What the task requires >> Convert the lines below into a JSON list of strings, one string per line, with blank lines omitted. Leave the pictures out of the list.

Supplied records >>
------

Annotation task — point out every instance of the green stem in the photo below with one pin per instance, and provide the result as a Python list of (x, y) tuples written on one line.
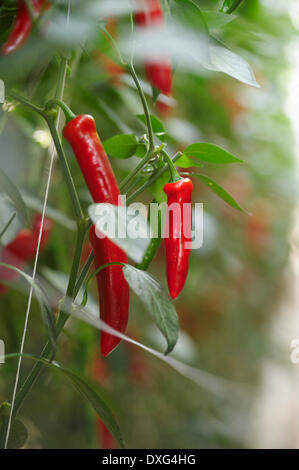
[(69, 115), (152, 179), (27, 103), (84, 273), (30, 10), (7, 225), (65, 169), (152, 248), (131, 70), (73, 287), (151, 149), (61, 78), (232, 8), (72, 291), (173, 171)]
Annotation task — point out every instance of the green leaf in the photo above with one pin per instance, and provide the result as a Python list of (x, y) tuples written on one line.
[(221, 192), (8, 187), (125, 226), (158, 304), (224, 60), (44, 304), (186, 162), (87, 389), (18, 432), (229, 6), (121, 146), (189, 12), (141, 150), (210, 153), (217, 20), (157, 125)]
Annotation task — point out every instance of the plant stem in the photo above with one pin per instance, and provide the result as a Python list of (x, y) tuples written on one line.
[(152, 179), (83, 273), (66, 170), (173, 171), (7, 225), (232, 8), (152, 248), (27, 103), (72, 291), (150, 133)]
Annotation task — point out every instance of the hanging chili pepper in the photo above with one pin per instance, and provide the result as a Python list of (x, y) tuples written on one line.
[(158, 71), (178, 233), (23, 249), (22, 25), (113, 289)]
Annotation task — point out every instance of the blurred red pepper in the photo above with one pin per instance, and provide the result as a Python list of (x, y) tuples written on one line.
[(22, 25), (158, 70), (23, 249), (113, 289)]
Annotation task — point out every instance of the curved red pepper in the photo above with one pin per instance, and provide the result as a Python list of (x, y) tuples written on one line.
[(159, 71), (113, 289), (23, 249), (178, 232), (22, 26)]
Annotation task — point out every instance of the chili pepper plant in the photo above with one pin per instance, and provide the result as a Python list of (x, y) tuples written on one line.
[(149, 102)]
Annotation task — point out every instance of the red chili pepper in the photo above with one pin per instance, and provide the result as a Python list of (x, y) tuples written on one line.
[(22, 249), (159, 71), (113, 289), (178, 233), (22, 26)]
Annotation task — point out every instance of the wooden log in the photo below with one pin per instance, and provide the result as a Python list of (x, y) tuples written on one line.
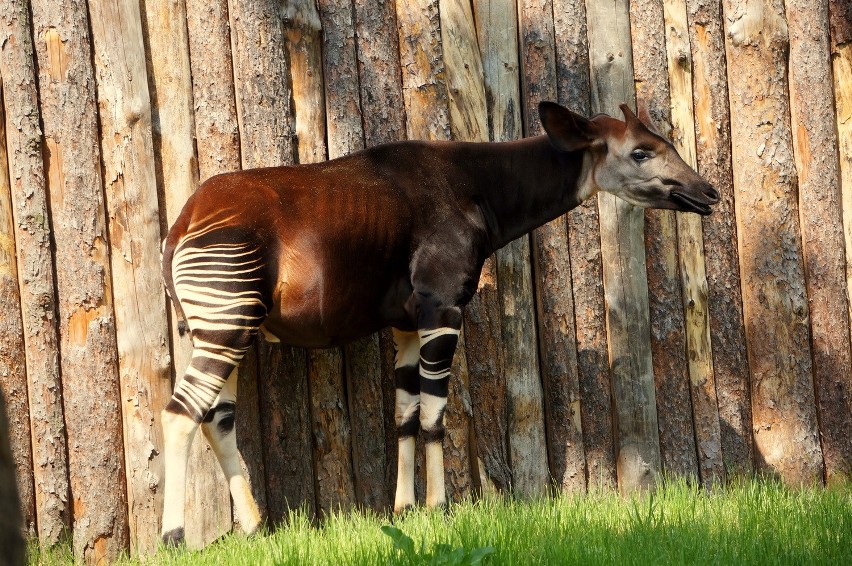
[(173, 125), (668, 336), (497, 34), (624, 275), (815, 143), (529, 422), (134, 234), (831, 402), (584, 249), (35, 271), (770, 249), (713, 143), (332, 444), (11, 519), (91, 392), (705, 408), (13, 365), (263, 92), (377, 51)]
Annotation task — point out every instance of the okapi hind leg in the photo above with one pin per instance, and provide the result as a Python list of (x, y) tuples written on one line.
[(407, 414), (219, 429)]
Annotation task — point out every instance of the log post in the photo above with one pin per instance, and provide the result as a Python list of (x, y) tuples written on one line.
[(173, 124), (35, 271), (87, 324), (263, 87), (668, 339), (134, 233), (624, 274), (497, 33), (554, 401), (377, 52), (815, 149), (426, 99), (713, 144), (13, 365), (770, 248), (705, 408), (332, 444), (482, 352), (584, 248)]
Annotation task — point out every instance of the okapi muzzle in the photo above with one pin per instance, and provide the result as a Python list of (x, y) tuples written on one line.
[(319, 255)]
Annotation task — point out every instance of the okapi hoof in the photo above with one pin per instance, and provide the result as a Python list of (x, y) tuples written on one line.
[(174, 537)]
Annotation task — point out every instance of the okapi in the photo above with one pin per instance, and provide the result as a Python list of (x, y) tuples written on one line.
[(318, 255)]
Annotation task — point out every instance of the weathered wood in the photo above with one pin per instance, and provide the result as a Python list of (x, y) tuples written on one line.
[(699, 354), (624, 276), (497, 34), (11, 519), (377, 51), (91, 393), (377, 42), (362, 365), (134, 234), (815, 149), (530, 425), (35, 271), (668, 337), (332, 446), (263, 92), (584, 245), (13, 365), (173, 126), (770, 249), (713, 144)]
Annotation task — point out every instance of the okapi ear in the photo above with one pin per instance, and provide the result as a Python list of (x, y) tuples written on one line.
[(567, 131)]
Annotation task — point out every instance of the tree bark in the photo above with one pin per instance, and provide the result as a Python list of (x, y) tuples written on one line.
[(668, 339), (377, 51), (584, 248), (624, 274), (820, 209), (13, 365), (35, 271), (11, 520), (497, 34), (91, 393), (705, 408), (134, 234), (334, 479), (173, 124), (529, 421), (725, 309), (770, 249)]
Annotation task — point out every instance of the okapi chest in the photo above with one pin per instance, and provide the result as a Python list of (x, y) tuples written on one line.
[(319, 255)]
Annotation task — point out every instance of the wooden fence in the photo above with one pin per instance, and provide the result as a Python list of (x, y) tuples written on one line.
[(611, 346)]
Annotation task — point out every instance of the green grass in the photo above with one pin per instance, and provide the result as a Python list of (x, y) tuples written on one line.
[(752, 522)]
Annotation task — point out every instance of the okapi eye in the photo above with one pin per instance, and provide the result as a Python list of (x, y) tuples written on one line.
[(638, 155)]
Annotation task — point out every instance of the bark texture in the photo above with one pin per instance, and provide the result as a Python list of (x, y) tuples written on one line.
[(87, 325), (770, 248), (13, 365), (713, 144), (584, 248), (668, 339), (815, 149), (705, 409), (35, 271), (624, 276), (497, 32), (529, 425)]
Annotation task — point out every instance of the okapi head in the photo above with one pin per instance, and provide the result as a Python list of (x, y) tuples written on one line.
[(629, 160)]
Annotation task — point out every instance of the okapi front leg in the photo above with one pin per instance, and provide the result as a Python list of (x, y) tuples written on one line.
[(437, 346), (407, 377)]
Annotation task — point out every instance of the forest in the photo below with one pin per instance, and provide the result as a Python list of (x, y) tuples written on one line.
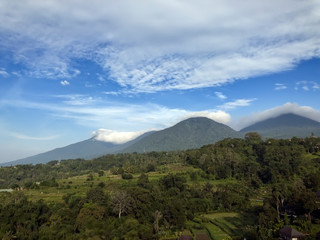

------

Solution below >>
[
  "Annotation task — point out every instance of the green stem in the photo below with one pin per instance, and provide the result as a Python list of (x, y) tuples written on one line.",
  "[(69, 115), (152, 179), (27, 103), (84, 273), (30, 10), (7, 225), (65, 169), (152, 248), (131, 70), (73, 287), (151, 149), (61, 78), (232, 8), (72, 291), (173, 171)]",
  "Annotation task — point out every instance of the green leaf in the photo above with one pin per instance, and provide the result as a Python list of (x, y) tuples written on one line.",
  "[(221, 192), (8, 187), (125, 226), (158, 304), (224, 60), (44, 304), (186, 162), (87, 389), (18, 432), (229, 6), (121, 146), (189, 12), (141, 150), (210, 153), (217, 20), (157, 125)]",
  "Annotation task — point out every instance of the plant stem in the photo above with one pin per instance, and provide the result as a Python list of (x, y) tuples written on one line.",
  "[(152, 179), (83, 273), (66, 170), (173, 171), (7, 225), (232, 8), (152, 248), (27, 103), (72, 291), (150, 133)]",
  "Annotation task — point out every instance of the hanging chili pepper in the photo above with one pin per instance, and provide the result as a Python list of (x, y) tuples written on one line.",
  "[(158, 71), (178, 233), (23, 249), (22, 25), (113, 289)]",
  "Annotation task — point out every instance of the blurred red pepper in the photo above with one pin per instance, and provide the result as a Python list of (x, y) tuples written on one line.",
  "[(22, 25), (158, 70), (23, 249), (113, 289)]",
  "Annotation task — point out every instance of the curved red pepper in the photo above with one pin per instance, and provide the result as a Python list of (x, y) tuples written on one line.",
  "[(159, 71), (113, 289), (23, 249), (178, 232), (22, 26)]",
  "Annotation task — point out every instance of the chili pepper plant in the photo above with one pin per instance, and provide the result as a Python list of (x, y) tuples written on one line.",
  "[(149, 102)]",
  "Annotation task — point out every instance of the red chili pepper in the photo above with one pin per instance, and provide the result as a Python list of (x, y) tuples written on one line.",
  "[(22, 249), (159, 71), (113, 289), (178, 233), (22, 26)]",
  "Annotation task — point out every instance of the wooden log in the photo below with one pin per instance, and provide the result as a Python list of (x, y) tuples written on one line.",
  "[(173, 125), (668, 336), (497, 34), (624, 275), (815, 143), (529, 422), (134, 234), (831, 402), (584, 249), (35, 271), (770, 249), (713, 143), (332, 444), (11, 519), (91, 392), (705, 408), (13, 365), (263, 92), (377, 51)]",
  "Annotation task — point out every instance of the okapi hind leg in the photo above with one pin per instance, and provide the result as a Python list of (x, y) tuples written on one line.",
  "[(407, 414), (219, 429)]",
  "Annotation task — point out every instance of the log post in the photo above with one pin per instance, and provide the result as a Python list of (x, y) tuples written on one line.",
  "[(173, 124), (35, 271), (87, 324), (263, 87), (668, 339), (134, 233), (624, 274), (497, 33), (554, 401), (377, 52), (815, 149), (426, 99), (713, 144), (13, 365), (770, 248), (705, 408), (332, 444), (482, 352), (584, 248)]",
  "Annotation task — point out every instance of the okapi muzzle in the photo above with one pin per instance, and provide the result as a Python list of (x, y) tuples written on one line.",
  "[(319, 255)]",
  "Annotation task — point out every instance of the okapi hoof in the photo above with one pin per instance, and provide the result as a Python list of (x, y) tuples written on one line.",
  "[(174, 537)]",
  "Annotation task — point out every instance of the okapi in the photo above with one pin per instance, and provide the result as a Python list of (x, y) tuples written on one line.",
  "[(318, 255)]",
  "Annotation task — point out every instance of the weathered wood in the photo above with one pin per instance, and provide the result as a Python list of (x, y) tuples written on one line.",
  "[(699, 354), (624, 276), (497, 34), (11, 519), (377, 51), (91, 393), (377, 42), (362, 365), (134, 234), (815, 149), (530, 425), (35, 271), (668, 337), (332, 446), (263, 92), (584, 245), (13, 365), (173, 126), (770, 249), (713, 144)]",
  "Annotation task — point out every instance of the okapi ear in the photo above with one pin per instance, and provide the result as a Python list of (x, y) tuples written on one line.",
  "[(567, 131)]",
  "Annotation task — point out every instance of the tree bark in the photo above with one pin per instance, and provide the result as a Python list of (x, y) tuples written on one line.",
  "[(668, 339), (377, 51), (584, 248), (624, 274), (820, 209), (13, 365), (35, 271), (11, 520), (497, 34), (91, 393), (705, 408), (134, 234), (334, 479), (173, 124), (529, 421), (725, 309), (770, 249)]",
  "Annotation task — point out every instance of the okapi chest in the photo above with one pin per instance, and provide the result as a Python list of (x, y) tuples written on one line.",
  "[(319, 255)]",
  "Annotation task — point out every instance of the wooden fence in the photo above with one pin per instance, and provide the result as a Python list of (x, y) tuples written on one line.",
  "[(611, 346)]",
  "Annotation task — point out every instance of the green grass in the photo above with one pin per instance, and provide the result as a Python list of (x, y) tuples written on one line.",
  "[(752, 522)]",
  "Annotation task — point out every instance of the okapi eye in the photo above with one pin per instance, and provide the result as a Python list of (x, y) tuples written on one line.",
  "[(638, 155)]",
  "Annotation task — point out every instance of the bark texture in the photo above with one pin per instance, and provide the result as a Python list of (x, y) tuples written on one line.",
  "[(87, 325), (770, 248), (13, 365), (713, 144), (584, 248), (668, 339), (815, 149), (705, 409), (35, 271), (624, 276), (497, 32), (529, 425)]",
  "Annotation task — point out every instance of the okapi head in the photo above with one pin per instance, and provide the result as a Python list of (x, y) tuples written on one line.",
  "[(629, 160)]",
  "Annotation task — point out every instance of the okapi front leg in the photo above with one pin per instance, and provide the result as a Python list of (x, y) tuples written on one line.",
  "[(437, 346), (407, 377)]",
  "Annotation task — point out every instance of the forest in the photo below with one pin per instance, and provide the result as a Python list of (x, y) tuples written on one line."
]